● Texto fornecido
▽

Nadia Coldebella disse…
A crônica está uma delícia, mas eu tenho uma reclamação: Vc e o Sérgio fazendo dobradinha no findi, é certeza que a dieta vai pro ralo. E não adianta vir dizer que é quinzenalmente, nem é tanto assim, etc, etc, porque essa lavagem cerebral alimentícia que vcs fazem na gente dura meio mês.
De qualquer forma, vou colocar Las Cuartetas na minha lista. Vou dar uma conferida qdo eu pisar na terrinha de Los Hermanos. Só pra fazer um controle de calorias.
Gde abç
Soraya Jordão disse…
Jander, ontem, perdi um amigo de 37 anos que tinha acabado de realizar seu sonho:conhecer Buenos Aires. Li com lágrimas e sorrisos. Ele morreu, mas realizou seu sonho... Talvez até tenha ido na Pizzaria, quem sabe?
Ana Raja disse…
Que delicia de crônica. Consegui estar ali com você. Demais, Jander!
Zoraya Cesar disse…
Não sei o que pode ser mais gostoso: sua crônica ou a tal pizza. Tá anotado. Parada obrigatória em Buenos Aires!
André Ferrer disse…
Algo que saiba "honrar a tradição sem ser pedante ou reacionária" é de uma raridade superlativa. Texto magnífico.
Albir disse…
Anotado, Jander. Vou pedir fugazzeta com fainá, seja lá o que isso for!

△

● Dados extraídos

▽

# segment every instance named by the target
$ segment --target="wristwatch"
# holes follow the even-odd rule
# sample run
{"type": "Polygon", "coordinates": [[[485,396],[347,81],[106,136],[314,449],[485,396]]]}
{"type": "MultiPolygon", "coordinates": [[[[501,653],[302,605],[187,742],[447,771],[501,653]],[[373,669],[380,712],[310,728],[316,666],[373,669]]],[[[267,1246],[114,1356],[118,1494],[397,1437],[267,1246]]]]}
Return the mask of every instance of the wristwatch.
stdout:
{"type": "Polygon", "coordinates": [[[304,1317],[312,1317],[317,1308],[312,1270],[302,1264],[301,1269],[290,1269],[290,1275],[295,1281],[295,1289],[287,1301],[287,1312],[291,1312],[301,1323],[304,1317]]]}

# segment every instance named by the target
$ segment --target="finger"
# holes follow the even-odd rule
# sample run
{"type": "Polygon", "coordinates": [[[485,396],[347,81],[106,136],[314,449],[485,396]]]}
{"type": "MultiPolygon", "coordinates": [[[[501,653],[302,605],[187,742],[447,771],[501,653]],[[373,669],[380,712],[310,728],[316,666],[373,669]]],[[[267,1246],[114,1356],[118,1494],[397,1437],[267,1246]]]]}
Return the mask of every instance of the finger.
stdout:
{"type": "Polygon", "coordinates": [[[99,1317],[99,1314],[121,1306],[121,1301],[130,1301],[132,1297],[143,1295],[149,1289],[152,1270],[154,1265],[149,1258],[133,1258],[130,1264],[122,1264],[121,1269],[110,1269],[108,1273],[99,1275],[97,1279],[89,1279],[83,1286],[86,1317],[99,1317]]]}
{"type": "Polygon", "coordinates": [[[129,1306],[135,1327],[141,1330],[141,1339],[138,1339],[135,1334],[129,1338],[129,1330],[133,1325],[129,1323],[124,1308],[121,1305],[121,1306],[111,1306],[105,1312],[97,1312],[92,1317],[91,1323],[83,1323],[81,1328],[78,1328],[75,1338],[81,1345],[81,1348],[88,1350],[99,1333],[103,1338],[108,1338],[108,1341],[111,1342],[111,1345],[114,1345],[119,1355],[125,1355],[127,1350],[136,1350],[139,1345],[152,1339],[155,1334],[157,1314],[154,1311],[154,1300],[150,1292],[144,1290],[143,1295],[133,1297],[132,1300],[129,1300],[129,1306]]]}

△

● Descrição da tarefa
Por favor, reproduza sem alterações o trecho dos comentários sobre a crônica, começando em "Ana Raja disse…" e seguindo até "em Buenos Aires!".

● Resposta da tarefa
Ana Raja disse…
Que delicia de crônica. Consegui estar ali com você. Demais, Jander!
Zoraya Cesar disse…
Não sei o que pode ser mais gostoso: sua crônica ou a tal pizza. Tá anotado. Parada obrigatória em Buenos Aires!